• **HOW TO COMPLETE THIS TASK**
Exactly the lines from the one containing "# return one point per instance of the yellow seed" through the end of the entries, both ends included, are to be output.

╭──

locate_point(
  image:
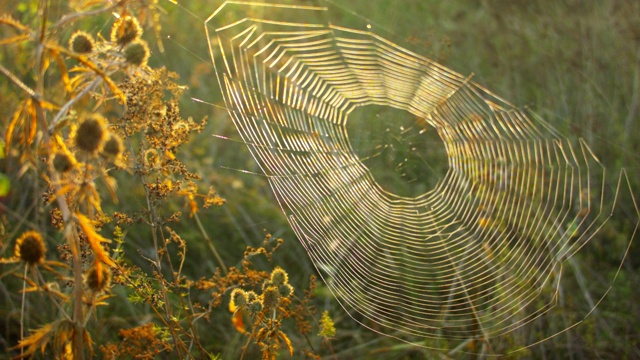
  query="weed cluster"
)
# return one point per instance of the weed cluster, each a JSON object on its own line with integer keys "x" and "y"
{"x": 90, "y": 113}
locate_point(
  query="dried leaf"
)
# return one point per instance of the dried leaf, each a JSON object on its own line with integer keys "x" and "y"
{"x": 13, "y": 39}
{"x": 95, "y": 240}
{"x": 63, "y": 71}
{"x": 286, "y": 341}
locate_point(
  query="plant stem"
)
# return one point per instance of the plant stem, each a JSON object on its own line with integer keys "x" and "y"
{"x": 24, "y": 303}
{"x": 211, "y": 246}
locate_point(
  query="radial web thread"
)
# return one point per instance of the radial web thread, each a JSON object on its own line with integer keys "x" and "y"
{"x": 477, "y": 256}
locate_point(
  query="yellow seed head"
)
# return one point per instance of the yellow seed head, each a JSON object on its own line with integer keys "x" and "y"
{"x": 98, "y": 278}
{"x": 90, "y": 134}
{"x": 285, "y": 290}
{"x": 125, "y": 30}
{"x": 137, "y": 53}
{"x": 62, "y": 162}
{"x": 30, "y": 248}
{"x": 270, "y": 297}
{"x": 81, "y": 42}
{"x": 239, "y": 297}
{"x": 327, "y": 328}
{"x": 279, "y": 276}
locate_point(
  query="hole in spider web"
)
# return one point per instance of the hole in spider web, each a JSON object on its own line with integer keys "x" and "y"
{"x": 403, "y": 153}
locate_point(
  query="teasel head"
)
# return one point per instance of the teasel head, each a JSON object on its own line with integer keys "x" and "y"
{"x": 90, "y": 134}
{"x": 82, "y": 42}
{"x": 137, "y": 53}
{"x": 125, "y": 30}
{"x": 30, "y": 248}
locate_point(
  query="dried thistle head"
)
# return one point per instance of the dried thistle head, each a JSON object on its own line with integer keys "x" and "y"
{"x": 81, "y": 42}
{"x": 137, "y": 53}
{"x": 30, "y": 248}
{"x": 90, "y": 134}
{"x": 125, "y": 30}
{"x": 239, "y": 298}
{"x": 98, "y": 278}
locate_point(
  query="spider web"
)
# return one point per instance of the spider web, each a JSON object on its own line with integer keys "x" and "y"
{"x": 478, "y": 255}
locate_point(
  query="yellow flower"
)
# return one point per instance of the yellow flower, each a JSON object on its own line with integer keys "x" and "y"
{"x": 98, "y": 278}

╰──

• **REPLY**
# return one point per instance of the yellow seed head, each a JSON object on its own line with integer keys "x" and "y"
{"x": 98, "y": 278}
{"x": 90, "y": 134}
{"x": 285, "y": 290}
{"x": 125, "y": 30}
{"x": 137, "y": 53}
{"x": 62, "y": 162}
{"x": 30, "y": 248}
{"x": 270, "y": 297}
{"x": 81, "y": 42}
{"x": 239, "y": 297}
{"x": 327, "y": 328}
{"x": 279, "y": 276}
locate_point(
  query="hole in spider web"
)
# return one point per instance of the hole in spider web, each a JSON object on its own line with integer keys "x" and "y"
{"x": 403, "y": 153}
locate_point(
  query="teasel head"
)
# return one point per instance of the teasel head, each a JSON object on its own line with integer keys "x" and "y"
{"x": 90, "y": 134}
{"x": 82, "y": 42}
{"x": 137, "y": 53}
{"x": 125, "y": 30}
{"x": 30, "y": 248}
locate_point(
  query="dried thistle head"
)
# return one point per instance of the dried thistle head, each a JSON object on its own line with integer keys "x" and "y"
{"x": 81, "y": 42}
{"x": 137, "y": 53}
{"x": 30, "y": 248}
{"x": 90, "y": 134}
{"x": 125, "y": 30}
{"x": 239, "y": 298}
{"x": 98, "y": 278}
locate_point(
  query="spider web"
)
# return one point per instance of the spider web, each a JSON object on its own line with integer keys "x" and "y"
{"x": 478, "y": 255}
locate_point(
  query="yellow flower"
)
# return one point per instance of the yellow flower, each a JSON object on its own line with integer keys "x" and "y"
{"x": 98, "y": 278}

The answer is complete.